[Start of Records provided]

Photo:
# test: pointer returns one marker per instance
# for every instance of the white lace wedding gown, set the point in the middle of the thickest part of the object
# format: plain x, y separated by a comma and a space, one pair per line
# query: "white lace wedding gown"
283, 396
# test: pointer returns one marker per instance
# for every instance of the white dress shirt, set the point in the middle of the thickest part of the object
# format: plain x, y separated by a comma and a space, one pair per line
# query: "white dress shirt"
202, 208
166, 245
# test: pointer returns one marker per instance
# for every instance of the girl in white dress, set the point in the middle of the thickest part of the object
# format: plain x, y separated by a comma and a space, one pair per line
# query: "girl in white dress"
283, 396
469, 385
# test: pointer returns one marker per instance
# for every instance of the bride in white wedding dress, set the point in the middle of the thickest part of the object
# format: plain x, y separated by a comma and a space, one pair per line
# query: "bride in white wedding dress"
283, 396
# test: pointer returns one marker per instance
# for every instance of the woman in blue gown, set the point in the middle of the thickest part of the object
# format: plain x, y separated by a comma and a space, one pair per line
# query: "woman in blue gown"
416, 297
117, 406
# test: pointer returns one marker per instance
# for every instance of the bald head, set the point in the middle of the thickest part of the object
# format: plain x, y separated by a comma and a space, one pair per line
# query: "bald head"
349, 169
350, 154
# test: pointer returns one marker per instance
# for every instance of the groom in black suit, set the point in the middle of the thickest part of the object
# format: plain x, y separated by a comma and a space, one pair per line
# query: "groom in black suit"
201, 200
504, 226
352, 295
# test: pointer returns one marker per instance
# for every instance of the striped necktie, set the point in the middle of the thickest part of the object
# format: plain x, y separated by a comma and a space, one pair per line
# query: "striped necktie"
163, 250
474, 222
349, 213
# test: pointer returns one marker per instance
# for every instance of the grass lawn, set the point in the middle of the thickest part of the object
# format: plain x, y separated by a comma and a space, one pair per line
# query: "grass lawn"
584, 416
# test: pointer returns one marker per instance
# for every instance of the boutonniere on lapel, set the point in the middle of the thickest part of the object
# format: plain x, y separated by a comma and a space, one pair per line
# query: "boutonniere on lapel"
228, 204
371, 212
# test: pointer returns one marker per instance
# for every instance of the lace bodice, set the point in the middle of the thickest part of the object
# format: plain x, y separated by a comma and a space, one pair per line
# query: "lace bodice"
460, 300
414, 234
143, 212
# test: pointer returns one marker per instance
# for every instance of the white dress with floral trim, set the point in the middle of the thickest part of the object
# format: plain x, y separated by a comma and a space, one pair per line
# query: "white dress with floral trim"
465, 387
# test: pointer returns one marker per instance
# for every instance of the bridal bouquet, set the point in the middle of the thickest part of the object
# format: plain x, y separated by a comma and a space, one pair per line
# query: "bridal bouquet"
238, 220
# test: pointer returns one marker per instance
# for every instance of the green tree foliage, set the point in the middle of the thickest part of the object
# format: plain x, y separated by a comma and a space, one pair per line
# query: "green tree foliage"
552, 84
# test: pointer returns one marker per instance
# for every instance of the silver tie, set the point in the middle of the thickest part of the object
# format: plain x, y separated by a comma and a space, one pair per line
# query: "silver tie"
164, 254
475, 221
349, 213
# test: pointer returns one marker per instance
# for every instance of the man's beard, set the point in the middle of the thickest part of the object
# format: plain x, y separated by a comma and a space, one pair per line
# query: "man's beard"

[End of Records provided]

Description of the task:
Extract each entry in full and write it down exactly.

The output:
Photo:
# test: pointer returns one marker per instance
# for every instance of the white lace wedding gown, set the point in the middle of the thickest part of the object
# format: plain x, y separated by a comma and a space, one pair per line
# query: "white lace wedding gown"
283, 396
# test: pointer returns one marker per instance
# for every instance of the white dress shirt, set the point in the middle of the thickest part of the object
# format: plain x, y separated by a comma and a space, one pair per line
# query: "white dress shirt"
202, 208
166, 245
# test: pointer returns one marker per instance
# for every instance of the girl in white dress, set the point in the middle of the thickest part of the object
# format: plain x, y separated by a comma and a space, one pair per line
# query: "girl in white dress"
283, 396
469, 385
# test: pointer returns one marker per instance
# for every instance of the bride in white wedding dress, set the point in the middle of the thickest part of the object
# format: plain x, y separated by a comma and a space, one pair per line
# query: "bride in white wedding dress"
283, 396
# test: pointer returns one marker per instance
# for every instance of the woman in blue gown, set the point in the middle of the thickest part of the object
# format: plain x, y separated by a comma and a space, one pair per line
# query: "woman in blue gown"
416, 297
117, 406
# test: pointer returns one marker per instance
# for every instance of the bald head, set the point in the middle of the thickest part of the object
# format: plain x, y separated by a comma and a space, one pair per line
# query: "bald head"
349, 169
350, 154
# test: pointer returns one marker per instance
# for every instance of the groom in black suit, set the point in the middle of the thickest part of the object
# format: plain x, y separated by a comma and a space, one pair per line
# query: "groom in black suit"
201, 200
504, 226
352, 295
# test: pointer returns one marker per instance
# for every instance of the striped necktie, set the point in the middle of the thickest part of the object
# format: plain x, y separated by a comma and a space, one pair per line
# query: "striped necktie"
163, 250
474, 222
349, 213
# test: pointer returns one marker per instance
# for every instance of the grass lawn, set the point in the middle of the thickest part of the object
# format: plain x, y separated by a comma and a space, one pair per line
# query: "grass lawn"
584, 416
# test: pointer returns one marker per instance
# for every instance of the boutonniere on lapel, set the point in the middle of the thickest part of the object
# format: plain x, y separated by a comma and a space, one pair per line
# query: "boutonniere on lapel"
228, 204
371, 212
# test: pointer returns one marker per instance
# for every instance of the lace bodice, set the point in the middle of the thickest part of the object
# format: plain x, y separated by a comma and a space, one pair per line
# query: "lace bodice"
460, 300
414, 234
143, 212
# test: pointer returns one marker per instance
# for every instance of the white dress with floral trim, set the point in the middle of the thickest part of the object
# format: plain x, y separated by a comma and a space, one pair per line
# query: "white dress with floral trim"
465, 387
# test: pointer returns one marker per instance
# for every instance of the bridal bouquet, set the point in the middle of the thickest part of the object
# format: plain x, y separated by a comma and a space, one pair per line
# query: "bridal bouquet"
238, 220
# test: pointer returns one marker per instance
# for every instance of the green tree foliage, set the point in the middle of the thickest part of the object
# format: plain x, y separated by a comma and a space, one pair per line
# query: "green tree foliage"
552, 84
# test: pointer returns one marker per instance
# for every instance of the silver tie, set the point in the middle of the thickest part of the object
# format: plain x, y separated by a comma and a space, one pair per line
# query: "silver tie"
164, 254
475, 221
349, 213
# test: pointer returns one marker per instance
# for every instance of the man's beard, set the point in the middle of the thickest part of the object
# format: plain x, y separated by a comma and a space, one pair per line
# query: "man's beard"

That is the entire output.